Exercise objective
Rewrite every line of the items below as a numbered list, skipping blank lines and leaving out the pictures.

Extracted material
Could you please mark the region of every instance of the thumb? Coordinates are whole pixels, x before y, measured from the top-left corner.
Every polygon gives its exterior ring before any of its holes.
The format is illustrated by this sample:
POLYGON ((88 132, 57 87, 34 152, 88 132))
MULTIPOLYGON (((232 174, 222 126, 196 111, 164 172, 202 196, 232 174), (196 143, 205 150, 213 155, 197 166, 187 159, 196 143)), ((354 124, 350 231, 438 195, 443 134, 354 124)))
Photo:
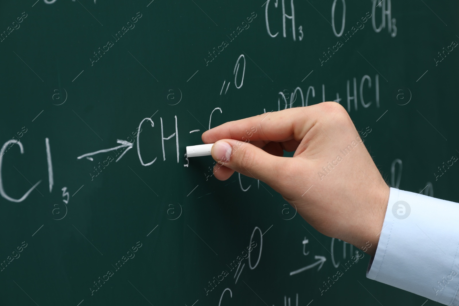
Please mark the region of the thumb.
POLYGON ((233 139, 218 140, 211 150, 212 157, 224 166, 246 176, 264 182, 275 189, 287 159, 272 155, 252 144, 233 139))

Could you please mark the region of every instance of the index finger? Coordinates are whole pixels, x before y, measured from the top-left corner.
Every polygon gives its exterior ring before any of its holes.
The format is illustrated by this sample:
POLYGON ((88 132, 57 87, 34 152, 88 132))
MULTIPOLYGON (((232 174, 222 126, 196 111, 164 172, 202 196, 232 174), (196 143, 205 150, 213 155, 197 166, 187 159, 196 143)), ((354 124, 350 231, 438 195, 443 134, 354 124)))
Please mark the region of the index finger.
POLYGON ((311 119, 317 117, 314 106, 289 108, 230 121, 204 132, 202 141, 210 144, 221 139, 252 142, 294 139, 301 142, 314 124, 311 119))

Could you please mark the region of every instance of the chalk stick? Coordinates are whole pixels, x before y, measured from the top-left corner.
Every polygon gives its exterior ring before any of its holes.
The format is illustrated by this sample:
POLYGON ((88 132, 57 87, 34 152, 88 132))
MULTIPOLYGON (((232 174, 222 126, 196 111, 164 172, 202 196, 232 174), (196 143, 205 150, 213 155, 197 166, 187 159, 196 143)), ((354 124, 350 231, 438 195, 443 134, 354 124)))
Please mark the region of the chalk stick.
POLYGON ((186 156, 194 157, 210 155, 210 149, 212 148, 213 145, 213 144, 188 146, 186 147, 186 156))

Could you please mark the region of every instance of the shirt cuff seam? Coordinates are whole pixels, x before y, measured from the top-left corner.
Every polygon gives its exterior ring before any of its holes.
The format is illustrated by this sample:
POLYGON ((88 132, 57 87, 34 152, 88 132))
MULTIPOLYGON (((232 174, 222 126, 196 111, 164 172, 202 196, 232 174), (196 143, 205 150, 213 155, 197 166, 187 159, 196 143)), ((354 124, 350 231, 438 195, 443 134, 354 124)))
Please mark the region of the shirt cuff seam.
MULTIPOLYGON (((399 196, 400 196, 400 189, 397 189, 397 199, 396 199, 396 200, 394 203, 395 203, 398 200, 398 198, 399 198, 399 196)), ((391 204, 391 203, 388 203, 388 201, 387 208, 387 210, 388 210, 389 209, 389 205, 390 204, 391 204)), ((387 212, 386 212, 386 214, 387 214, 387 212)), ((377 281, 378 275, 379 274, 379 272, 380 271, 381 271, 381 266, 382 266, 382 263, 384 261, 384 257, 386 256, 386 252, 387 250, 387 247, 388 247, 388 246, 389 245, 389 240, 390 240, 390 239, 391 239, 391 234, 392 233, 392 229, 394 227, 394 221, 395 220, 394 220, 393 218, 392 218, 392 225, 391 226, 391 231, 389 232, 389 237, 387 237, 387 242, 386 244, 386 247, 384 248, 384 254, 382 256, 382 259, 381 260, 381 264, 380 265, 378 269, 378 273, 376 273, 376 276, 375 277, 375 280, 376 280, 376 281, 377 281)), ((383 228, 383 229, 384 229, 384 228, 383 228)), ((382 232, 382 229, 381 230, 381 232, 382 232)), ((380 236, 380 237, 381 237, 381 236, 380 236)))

Task solution
1. Could you please mark the region of every instance of the thumb? Coordinates are whole pixels, x before y, measured from the top-left corner.
2. Every polygon gives its exterior ring before any of its holes.
3. The format is illustrated by this sample:
4. POLYGON ((88 132, 57 87, 34 152, 88 132))
5. MULTIPOLYGON (((232 174, 222 126, 196 111, 164 172, 202 196, 232 174), (196 143, 205 150, 213 155, 197 166, 187 159, 196 143)), ((354 124, 350 231, 438 195, 443 134, 354 124)))
6. Photo:
7. Please mark the region of the thumb.
8. POLYGON ((233 139, 218 140, 211 150, 212 157, 224 166, 246 176, 264 182, 275 189, 287 159, 272 155, 252 144, 233 139))
9. Could you please mark the region of every instance of the index finger? Coordinates are whole pixels, x before y, measured from the top-left corner.
10. Every polygon gives its exterior ring before any of its holes.
11. The format is illustrated by this sample:
12. POLYGON ((88 132, 57 87, 34 152, 88 132))
13. MULTIPOLYGON (((232 174, 222 126, 196 111, 164 172, 202 196, 232 174), (196 143, 205 150, 213 155, 197 166, 187 159, 196 143)), ((354 124, 350 231, 438 195, 443 134, 354 124)))
14. Please mark the region of the index finger.
15. POLYGON ((311 119, 317 117, 314 106, 289 108, 230 121, 204 132, 202 141, 210 144, 221 139, 252 142, 294 139, 301 142, 314 124, 311 119))
16. Could you please mark the region of every instance of the chalk stick? Coordinates are whole pixels, x before y, measured from the top-left corner.
17. Every polygon gives its exterior ring before any of its holes.
18. The format is illustrated by this sample:
19. POLYGON ((88 132, 57 87, 34 152, 88 132))
20. MULTIPOLYGON (((232 174, 222 126, 196 111, 164 172, 202 196, 232 174), (196 143, 205 150, 213 155, 197 166, 187 159, 196 143)), ((354 124, 350 231, 438 195, 443 134, 354 124)))
21. Please mark the region of the chalk stick.
22. POLYGON ((186 156, 194 157, 210 155, 210 149, 212 148, 213 145, 213 144, 188 146, 186 147, 186 156))
23. Could you please mark the region of every instance of the shirt cuff seam? Coordinates are whole pixels, x before y, measured from the top-left corner.
24. Every polygon gives its exterior ring before any of its holes.
25. The format is illustrated by this sample:
26. POLYGON ((88 132, 57 87, 34 152, 88 132))
27. MULTIPOLYGON (((232 174, 222 126, 196 111, 164 172, 202 196, 232 174), (196 143, 205 150, 213 155, 197 166, 187 159, 196 143)), ((354 124, 350 231, 438 195, 443 134, 354 124)))
28. Please mark the region of the shirt cuff seam.
29. MULTIPOLYGON (((399 196, 400 196, 400 189, 397 189, 397 199, 396 199, 396 200, 394 203, 395 203, 398 200, 398 198, 399 198, 399 196)), ((391 204, 391 203, 388 203, 388 201, 387 208, 387 210, 388 210, 389 209, 389 205, 390 204, 391 204)), ((387 212, 386 212, 386 214, 387 214, 387 212)), ((377 281, 378 275, 379 274, 379 272, 380 271, 381 271, 381 266, 382 266, 382 263, 384 261, 384 257, 386 256, 386 252, 387 250, 387 247, 388 247, 388 246, 389 245, 389 240, 390 240, 390 239, 391 239, 391 234, 392 233, 392 229, 394 227, 394 221, 395 220, 394 220, 393 218, 392 218, 392 225, 391 226, 391 231, 389 232, 389 237, 387 237, 387 242, 386 244, 386 247, 384 248, 384 254, 382 256, 382 259, 381 260, 381 264, 380 265, 378 269, 378 273, 376 273, 376 276, 375 277, 375 280, 376 280, 376 281, 377 281)), ((383 228, 383 229, 384 229, 384 228, 383 228)), ((382 232, 382 229, 381 230, 381 232, 382 232)), ((380 236, 380 237, 381 237, 381 236, 380 236)))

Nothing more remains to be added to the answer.